STATED EXERCISE: Reproduce the listing below verbatim, line for line.

===== DATA PROVIDED

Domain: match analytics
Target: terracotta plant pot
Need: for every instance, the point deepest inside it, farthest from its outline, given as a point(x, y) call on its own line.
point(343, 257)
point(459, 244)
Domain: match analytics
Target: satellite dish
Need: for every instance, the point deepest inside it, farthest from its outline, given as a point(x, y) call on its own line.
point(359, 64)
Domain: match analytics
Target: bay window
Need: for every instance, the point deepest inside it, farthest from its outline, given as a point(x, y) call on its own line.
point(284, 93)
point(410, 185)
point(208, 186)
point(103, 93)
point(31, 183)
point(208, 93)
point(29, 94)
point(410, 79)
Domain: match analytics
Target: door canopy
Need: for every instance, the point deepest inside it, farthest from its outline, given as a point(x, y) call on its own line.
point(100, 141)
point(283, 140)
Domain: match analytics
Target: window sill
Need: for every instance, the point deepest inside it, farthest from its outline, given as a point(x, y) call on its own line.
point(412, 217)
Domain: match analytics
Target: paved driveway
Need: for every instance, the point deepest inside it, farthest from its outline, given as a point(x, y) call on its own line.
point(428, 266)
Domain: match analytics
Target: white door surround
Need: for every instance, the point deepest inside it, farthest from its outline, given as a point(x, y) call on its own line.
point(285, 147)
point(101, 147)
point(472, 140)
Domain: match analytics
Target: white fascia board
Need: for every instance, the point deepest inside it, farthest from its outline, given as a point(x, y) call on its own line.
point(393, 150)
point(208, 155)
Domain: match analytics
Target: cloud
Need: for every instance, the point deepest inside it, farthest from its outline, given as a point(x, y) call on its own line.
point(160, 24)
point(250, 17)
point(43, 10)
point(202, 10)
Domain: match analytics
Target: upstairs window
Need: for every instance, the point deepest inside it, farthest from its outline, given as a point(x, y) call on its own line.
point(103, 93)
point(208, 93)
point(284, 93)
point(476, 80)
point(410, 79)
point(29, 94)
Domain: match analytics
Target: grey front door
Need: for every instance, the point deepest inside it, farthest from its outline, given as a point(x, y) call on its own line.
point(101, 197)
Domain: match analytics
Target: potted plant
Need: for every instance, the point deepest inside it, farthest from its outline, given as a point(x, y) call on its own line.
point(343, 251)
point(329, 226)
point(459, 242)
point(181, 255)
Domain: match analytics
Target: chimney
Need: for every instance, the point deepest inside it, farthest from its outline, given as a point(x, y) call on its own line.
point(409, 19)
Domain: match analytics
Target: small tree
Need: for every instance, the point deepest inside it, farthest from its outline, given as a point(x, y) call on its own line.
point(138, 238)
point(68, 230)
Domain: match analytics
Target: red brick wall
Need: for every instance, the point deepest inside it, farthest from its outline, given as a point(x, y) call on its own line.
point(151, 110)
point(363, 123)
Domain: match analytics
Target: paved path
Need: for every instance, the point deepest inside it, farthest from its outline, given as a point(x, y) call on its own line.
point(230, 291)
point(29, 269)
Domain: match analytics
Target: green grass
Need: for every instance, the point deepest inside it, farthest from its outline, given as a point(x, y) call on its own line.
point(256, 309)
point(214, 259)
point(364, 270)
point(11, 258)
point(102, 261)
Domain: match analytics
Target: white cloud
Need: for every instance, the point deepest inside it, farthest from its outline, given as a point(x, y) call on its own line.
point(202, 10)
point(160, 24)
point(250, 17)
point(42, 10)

==========

WRITTEN ANSWER:
Domain: match analytics
Target: terracotta plant pot
Need: for every instance, the point deepest inside it, farthest from its outline, given as a point(x, y) call on its own line.
point(343, 257)
point(459, 244)
Domain: match analytics
Target: satellite dish
Need: for every instance, the point deepest inside it, farthest from its outline, given as a point(x, y) call on its own line.
point(359, 64)
Domain: match analytics
Target: bay window
Need: for every instance, the point deepest inside it, farthest from its outline, given as a point(x, y) call on its own line.
point(284, 93)
point(410, 185)
point(208, 186)
point(103, 93)
point(31, 183)
point(208, 93)
point(29, 94)
point(410, 79)
Domain: match analytics
Target: door canopy
Need: for every instance, the point deepest inside it, farthest from its outline, given as a point(x, y) call on its own line.
point(100, 141)
point(283, 140)
Domain: match analytics
Target: window sill
Need: for every instance, the point deepest inside it, farthest from its outline, given as a point(x, y) call on its own line.
point(412, 217)
Domain: match analytics
Target: paved driveway
Need: for every instance, the point deepest inside it, farthest from its outline, given as a point(x, y) call on its own line.
point(428, 266)
Domain: match analytics
Target: white door surround
Need: for every instance, the point deepest inside it, farthest from its outline, given as a point(x, y) call on its own line.
point(285, 147)
point(101, 147)
point(472, 140)
Domain: match analytics
Target: white fascia board
Need: for every instance, the point deepest inside it, farthest from its outline, given as a point(x, y) call on its own line.
point(393, 150)
point(208, 155)
Domain: match analytics
Target: cloud
Need: for every instance, the point deepest inside it, farthest from its outline, given as a point(x, y) call on its own line.
point(160, 24)
point(250, 17)
point(43, 10)
point(202, 10)
Domain: match analytics
Target: upstairs window
Need: for every instance, the point deepest inside it, farthest from its outline, given as a point(x, y) call on its own line.
point(103, 93)
point(208, 93)
point(284, 93)
point(476, 80)
point(410, 79)
point(29, 94)
Domain: match analytics
Target: grey front door
Need: for every instance, the point deepest inside it, farthest from its outline, given as a point(x, y) call on its own line.
point(101, 197)
Domain: match analytics
Target: potted plant
Need: for every instance, the point deepest inside it, farthest from its outline, given as a point(x, y) call on its own line.
point(343, 251)
point(329, 226)
point(459, 242)
point(181, 255)
Domain: match analytics
Target: chimney
Need: for every instance, the point deepest inside it, farthest from its outline, given as a point(x, y) call on its own line.
point(409, 19)
Domain: match analytics
Target: small tree
Need: for every instance, the point deepest inside it, farthest from its outline, given as a point(x, y) call on its own line.
point(138, 238)
point(68, 230)
Domain: match analytics
Target: red brick wall
Need: for every instance, the point deepest inside it, farthest from its outline, given as a point(x, y) call on its own line.
point(151, 110)
point(363, 123)
Domain: match analytics
Target: paved path
Need: for every instance, the point deepest inside it, farthest from its outline, given as a point(x, y) call on its own line.
point(230, 291)
point(29, 269)
Domain: match analytics
Target: green grass
Need: for every instance, the point deepest inside it, farthest from its outline, given as a point(x, y) call on its own line.
point(256, 309)
point(214, 259)
point(364, 270)
point(11, 258)
point(102, 261)
Domain: match analytics
Target: white cloud
Need: for every instance, the point deepest inside it, farthest from its outline, given as a point(x, y) call on its own line.
point(202, 10)
point(160, 24)
point(250, 17)
point(42, 10)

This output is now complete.